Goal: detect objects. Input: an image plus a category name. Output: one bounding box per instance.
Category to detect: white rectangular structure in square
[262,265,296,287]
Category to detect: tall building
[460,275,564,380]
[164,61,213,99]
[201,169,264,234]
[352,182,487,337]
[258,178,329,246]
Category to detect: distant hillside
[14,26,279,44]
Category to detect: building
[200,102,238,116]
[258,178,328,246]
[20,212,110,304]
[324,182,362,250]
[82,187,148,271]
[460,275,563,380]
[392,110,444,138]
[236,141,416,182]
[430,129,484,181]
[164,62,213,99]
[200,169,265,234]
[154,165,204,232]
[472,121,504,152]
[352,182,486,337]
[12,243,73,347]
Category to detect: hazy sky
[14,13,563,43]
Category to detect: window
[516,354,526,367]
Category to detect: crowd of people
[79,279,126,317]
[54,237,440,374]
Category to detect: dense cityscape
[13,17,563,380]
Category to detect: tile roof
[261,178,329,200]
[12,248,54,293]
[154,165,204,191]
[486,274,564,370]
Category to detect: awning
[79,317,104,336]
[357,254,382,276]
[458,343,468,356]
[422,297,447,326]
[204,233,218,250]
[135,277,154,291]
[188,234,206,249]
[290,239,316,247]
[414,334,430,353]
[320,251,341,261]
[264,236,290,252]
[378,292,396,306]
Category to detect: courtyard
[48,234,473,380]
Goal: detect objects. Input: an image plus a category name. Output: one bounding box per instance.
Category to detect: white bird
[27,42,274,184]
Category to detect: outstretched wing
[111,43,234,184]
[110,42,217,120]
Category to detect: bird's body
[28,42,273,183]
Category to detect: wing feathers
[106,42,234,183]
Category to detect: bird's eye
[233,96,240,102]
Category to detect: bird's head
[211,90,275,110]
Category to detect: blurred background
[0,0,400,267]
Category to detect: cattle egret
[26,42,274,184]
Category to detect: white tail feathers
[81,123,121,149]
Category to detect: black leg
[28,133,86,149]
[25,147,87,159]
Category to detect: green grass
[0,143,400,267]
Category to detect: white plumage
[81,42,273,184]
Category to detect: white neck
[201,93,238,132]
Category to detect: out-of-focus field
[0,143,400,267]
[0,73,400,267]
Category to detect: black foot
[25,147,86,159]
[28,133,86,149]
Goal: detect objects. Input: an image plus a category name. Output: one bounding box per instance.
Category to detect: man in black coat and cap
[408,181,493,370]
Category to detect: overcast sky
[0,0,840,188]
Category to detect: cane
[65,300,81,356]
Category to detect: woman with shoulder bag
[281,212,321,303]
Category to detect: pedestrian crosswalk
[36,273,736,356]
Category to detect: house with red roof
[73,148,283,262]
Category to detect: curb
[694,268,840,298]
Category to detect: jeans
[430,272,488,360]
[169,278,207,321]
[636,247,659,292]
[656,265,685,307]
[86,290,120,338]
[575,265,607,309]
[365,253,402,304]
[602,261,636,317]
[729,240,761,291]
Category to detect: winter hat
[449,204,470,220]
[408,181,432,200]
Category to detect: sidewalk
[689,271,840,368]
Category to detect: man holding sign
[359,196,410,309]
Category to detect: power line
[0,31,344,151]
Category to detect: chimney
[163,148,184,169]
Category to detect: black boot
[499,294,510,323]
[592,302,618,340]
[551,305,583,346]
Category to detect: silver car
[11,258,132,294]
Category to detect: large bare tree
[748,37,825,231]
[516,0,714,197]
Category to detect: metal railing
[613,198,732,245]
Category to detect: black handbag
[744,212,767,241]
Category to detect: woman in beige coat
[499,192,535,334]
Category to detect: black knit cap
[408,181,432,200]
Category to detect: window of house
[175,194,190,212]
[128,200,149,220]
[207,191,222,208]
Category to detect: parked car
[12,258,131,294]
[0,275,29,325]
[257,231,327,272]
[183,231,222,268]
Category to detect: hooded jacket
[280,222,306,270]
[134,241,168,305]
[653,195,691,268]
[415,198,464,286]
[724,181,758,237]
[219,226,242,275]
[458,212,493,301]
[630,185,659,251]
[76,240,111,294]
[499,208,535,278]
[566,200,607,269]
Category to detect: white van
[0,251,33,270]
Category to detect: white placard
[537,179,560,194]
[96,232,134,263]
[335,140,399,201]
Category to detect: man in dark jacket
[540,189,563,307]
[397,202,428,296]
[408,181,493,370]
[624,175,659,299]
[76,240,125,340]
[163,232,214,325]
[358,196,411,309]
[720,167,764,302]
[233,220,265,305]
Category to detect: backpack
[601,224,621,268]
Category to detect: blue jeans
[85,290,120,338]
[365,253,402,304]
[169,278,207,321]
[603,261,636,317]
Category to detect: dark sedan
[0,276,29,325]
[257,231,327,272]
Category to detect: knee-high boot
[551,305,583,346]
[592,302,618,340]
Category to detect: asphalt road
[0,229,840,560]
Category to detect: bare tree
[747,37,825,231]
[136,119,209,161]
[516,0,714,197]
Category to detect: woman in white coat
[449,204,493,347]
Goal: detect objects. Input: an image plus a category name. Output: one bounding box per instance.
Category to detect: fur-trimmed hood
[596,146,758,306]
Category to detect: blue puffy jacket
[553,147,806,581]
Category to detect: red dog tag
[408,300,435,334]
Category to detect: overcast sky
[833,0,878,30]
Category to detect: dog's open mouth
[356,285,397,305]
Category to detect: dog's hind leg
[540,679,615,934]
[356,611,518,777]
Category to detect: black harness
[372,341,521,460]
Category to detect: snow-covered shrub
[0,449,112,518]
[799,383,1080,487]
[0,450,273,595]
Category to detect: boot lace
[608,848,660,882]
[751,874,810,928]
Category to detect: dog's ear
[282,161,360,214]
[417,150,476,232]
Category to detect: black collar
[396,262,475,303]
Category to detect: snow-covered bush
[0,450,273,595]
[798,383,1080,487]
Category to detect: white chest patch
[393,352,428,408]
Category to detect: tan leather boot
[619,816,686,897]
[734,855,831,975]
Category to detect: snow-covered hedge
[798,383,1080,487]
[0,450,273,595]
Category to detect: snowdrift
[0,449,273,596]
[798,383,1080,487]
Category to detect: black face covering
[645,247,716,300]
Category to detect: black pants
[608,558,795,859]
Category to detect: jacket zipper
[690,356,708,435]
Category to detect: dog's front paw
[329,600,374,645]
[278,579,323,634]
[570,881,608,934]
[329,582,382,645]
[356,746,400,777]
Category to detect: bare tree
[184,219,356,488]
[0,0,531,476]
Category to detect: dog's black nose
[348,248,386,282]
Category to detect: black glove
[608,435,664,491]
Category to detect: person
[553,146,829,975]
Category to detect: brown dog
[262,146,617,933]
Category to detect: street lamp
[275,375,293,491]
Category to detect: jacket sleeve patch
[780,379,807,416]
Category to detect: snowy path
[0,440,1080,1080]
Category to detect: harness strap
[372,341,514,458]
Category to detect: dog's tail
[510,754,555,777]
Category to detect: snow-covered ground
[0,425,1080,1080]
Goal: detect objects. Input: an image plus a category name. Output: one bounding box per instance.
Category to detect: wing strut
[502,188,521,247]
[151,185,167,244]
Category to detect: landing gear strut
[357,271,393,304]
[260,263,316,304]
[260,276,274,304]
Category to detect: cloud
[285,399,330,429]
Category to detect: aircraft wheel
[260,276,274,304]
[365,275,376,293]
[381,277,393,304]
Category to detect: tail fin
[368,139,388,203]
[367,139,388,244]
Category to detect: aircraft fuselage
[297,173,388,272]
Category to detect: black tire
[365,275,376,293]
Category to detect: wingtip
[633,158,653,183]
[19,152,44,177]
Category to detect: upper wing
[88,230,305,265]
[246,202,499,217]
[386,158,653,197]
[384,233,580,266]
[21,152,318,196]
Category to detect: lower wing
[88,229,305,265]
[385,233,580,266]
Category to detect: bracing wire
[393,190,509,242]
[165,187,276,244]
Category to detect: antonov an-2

::::

| What the task requires |
Reproduce all of the lines above, from first to last, with no changes.

| Full response |
Goal: detect objects. Input: an image plus a category name. Output: one bounding box per instance.
Category to detect: white rectangular structure in square
[262,265,296,287]
Category to detect: tall building
[460,275,564,380]
[164,61,213,99]
[201,169,264,234]
[352,182,487,337]
[258,178,329,246]
Category to detect: distant hillside
[14,26,279,44]
Category to detect: building
[200,102,238,116]
[258,178,328,246]
[20,212,110,304]
[324,182,362,250]
[82,187,148,271]
[460,275,563,380]
[392,110,444,138]
[236,141,416,182]
[430,129,484,181]
[164,62,213,99]
[200,169,265,234]
[154,165,204,232]
[472,121,504,152]
[352,182,486,337]
[12,243,73,347]
Category to detect: hazy sky
[14,13,563,43]
Category to detect: window
[516,354,526,367]
Category to detect: crowd of people
[79,279,126,317]
[54,237,440,374]
Category to detect: dense cityscape
[13,17,563,380]
Category to detect: tile roof
[261,178,329,200]
[12,248,54,293]
[154,165,204,191]
[486,274,564,370]
Category to detect: awning
[79,317,104,336]
[357,254,382,276]
[458,343,468,356]
[422,297,447,326]
[204,233,218,250]
[135,277,154,291]
[188,234,206,249]
[290,239,316,247]
[414,334,430,353]
[320,251,341,261]
[264,236,290,252]
[378,292,396,306]
Category to detect: courtyard
[48,234,473,380]
Goal: detect objects. Input: an image plus a category name. Output: one bounding box per instance.
Category to detect: white bird
[27,42,274,184]
Category to detect: outstretched wing
[111,43,234,184]
[110,42,217,120]
Category to detect: bird's body
[28,42,273,183]
Category to detect: wing feathers
[106,42,234,183]
Category to detect: bird's eye
[233,96,240,102]
Category to detect: bird's head
[211,90,275,110]
Category to detect: blurred background
[0,0,400,267]
Category to detect: cattle egret
[26,42,274,184]
Category to detect: white tail feathers
[81,123,121,149]
Category to detect: black leg
[28,133,86,149]
[25,147,87,159]
Category to detect: green grass
[0,143,400,267]
Category to detect: white plumage
[81,42,273,184]
Category to detect: white neck
[201,93,238,132]
Category to detect: out-of-focus field
[0,143,400,267]
[0,73,400,267]
Category to detect: black foot
[25,147,86,159]
[28,133,86,149]
Goal: detect objects. Input: an image plus a category name. Output: one bounding box per instance.
Category to detect: man in black coat and cap
[408,181,493,370]
Category to detect: overcast sky
[0,0,840,188]
Category to detect: cane
[65,300,81,356]
Category to detect: woman with shoulder bag
[281,212,321,303]
Category to detect: pedestrian crosswalk
[36,273,736,356]
Category to detect: house with red roof
[73,148,283,262]
Category to detect: curb
[694,268,840,298]
Category to detect: jeans
[430,272,488,360]
[169,278,207,321]
[636,247,659,292]
[656,265,685,307]
[86,290,120,338]
[575,265,607,309]
[365,253,402,304]
[602,261,636,317]
[729,240,761,291]
Category to detect: winter hat
[449,204,470,220]
[408,181,432,200]
Category to detect: sidewalk
[689,271,840,368]
Category to detect: man holding sign
[359,196,410,309]
Category to detect: power line
[0,31,344,151]
Category to detect: chimney
[163,148,184,169]
Category to detect: black boot
[499,294,510,323]
[592,302,618,340]
[551,305,583,346]
Category to detect: silver car
[11,258,132,294]
Category to detect: large bare tree
[748,37,825,231]
[516,0,714,197]
Category to detect: metal railing
[613,198,732,245]
Category to detect: black handbag
[744,212,767,241]
Category to detect: woman in beige coat
[499,192,535,334]
Category to detect: black knit cap
[408,181,432,200]
Category to detect: window of house
[175,194,190,212]
[128,200,149,220]
[207,191,222,208]
Category to detect: parked car
[12,258,131,294]
[0,275,29,325]
[257,231,327,272]
[183,231,222,268]
Category to detect: hooded jacket
[280,222,306,270]
[134,241,168,305]
[653,195,691,268]
[415,198,464,286]
[724,181,758,237]
[219,226,242,275]
[458,212,493,301]
[630,185,659,251]
[76,240,111,294]
[499,208,535,278]
[566,200,607,269]
Category to detect: white van
[0,251,33,270]
Category to detect: white placard
[537,179,560,194]
[96,232,134,263]
[335,140,399,201]
Category to detect: man in dark jacket
[540,189,563,307]
[397,202,428,296]
[408,181,493,370]
[624,175,659,299]
[76,240,125,340]
[163,232,214,325]
[358,196,411,309]
[720,167,764,302]
[233,220,265,305]
Category to detect: backpack
[601,224,621,268]
Category to detect: blue jeans
[85,290,120,338]
[365,253,402,304]
[169,278,207,321]
[603,261,636,317]
Category to detect: dark sedan
[0,276,29,325]
[257,231,327,272]
Category to detect: knee-high boot
[551,305,583,346]
[592,302,618,340]
Category to detect: asphalt road
[0,229,840,560]
Category to detect: bare tree
[747,37,825,231]
[136,119,209,161]
[516,0,714,197]
Category to detect: woman in white coat
[449,204,493,347]
Goal: detect objects. Input: an image plus a category name. Output: one bounding box per instance.
Category to detect: fur-trimmed hood
[596,146,758,306]
Category to detect: blue puffy jacket
[553,147,806,581]
Category to detect: red dog tag
[408,300,435,334]
Category to detect: overcast sky
[833,0,878,30]
Category to detect: dog's open mouth
[356,285,397,305]
Category to detect: dog's hind leg
[540,679,615,934]
[356,611,518,777]
Category to detect: black harness
[372,341,521,460]
Category to detect: snow-covered shrub
[0,449,112,518]
[799,383,1080,487]
[0,450,273,595]
Category to detect: boot lace
[608,848,660,882]
[751,874,810,928]
Category to detect: dog's ear
[282,161,360,214]
[417,150,476,232]
Category to detect: black collar
[396,262,475,303]
Category to detect: snow-covered bush
[0,450,273,595]
[798,383,1080,487]
Category to detect: white chest patch
[393,352,428,408]
Category to detect: tan leather boot
[619,816,686,897]
[734,855,831,975]
Category to detect: snow-covered hedge
[798,383,1080,487]
[0,450,273,595]
Category to detect: snowdrift
[0,449,273,596]
[798,383,1080,487]
Category to detect: black face covering
[645,247,716,300]
Category to detect: black pants
[608,558,795,859]
Category to detect: jacket zipper
[690,356,708,435]
Category to detect: dog's front paw
[329,600,374,645]
[278,579,323,634]
[570,881,608,934]
[329,582,382,645]
[356,746,400,777]
Category to detect: bare tree
[184,219,356,488]
[0,0,531,476]
Category to detect: dog's black nose
[348,248,386,282]
Category to detect: black glove
[608,435,664,491]
Category to detect: person
[553,146,829,975]
Category to detect: brown dog
[262,146,617,933]
Category to detect: street lamp
[275,375,293,491]
Category to detect: jacket sleeve patch
[780,379,807,416]
Category to detect: snowy path
[0,440,1080,1080]
Category to detect: harness strap
[372,341,514,458]
Category to detect: dog's tail
[510,754,555,777]
Category to detect: snow-covered ground
[0,425,1080,1080]
Goal: detect objects. Input: an image plus a category name. Output: one bounding box per instance.
Category to detect: wing strut
[502,188,521,247]
[151,185,167,244]
Category to detect: landing gear strut
[357,271,393,304]
[260,263,316,304]
[260,276,274,304]
Category to detect: cloud
[285,399,330,429]
Category to detect: aircraft wheel
[260,276,274,304]
[365,275,376,293]
[381,277,393,304]
Category to detect: tail fin
[368,139,388,203]
[367,139,388,244]
Category to detect: aircraft fuselage
[297,173,388,272]
Category to detect: black tire
[365,275,376,293]
Category to detect: wingtip
[633,158,653,183]
[19,152,44,177]
Category to detect: upper wing
[88,230,305,265]
[246,202,499,217]
[386,158,653,197]
[384,233,580,266]
[21,152,318,196]
Category to detect: lower wing
[88,229,305,265]
[385,233,580,266]
Category to detect: bracing wire
[393,190,509,242]
[165,187,276,244]
Category to detect: antonov an-2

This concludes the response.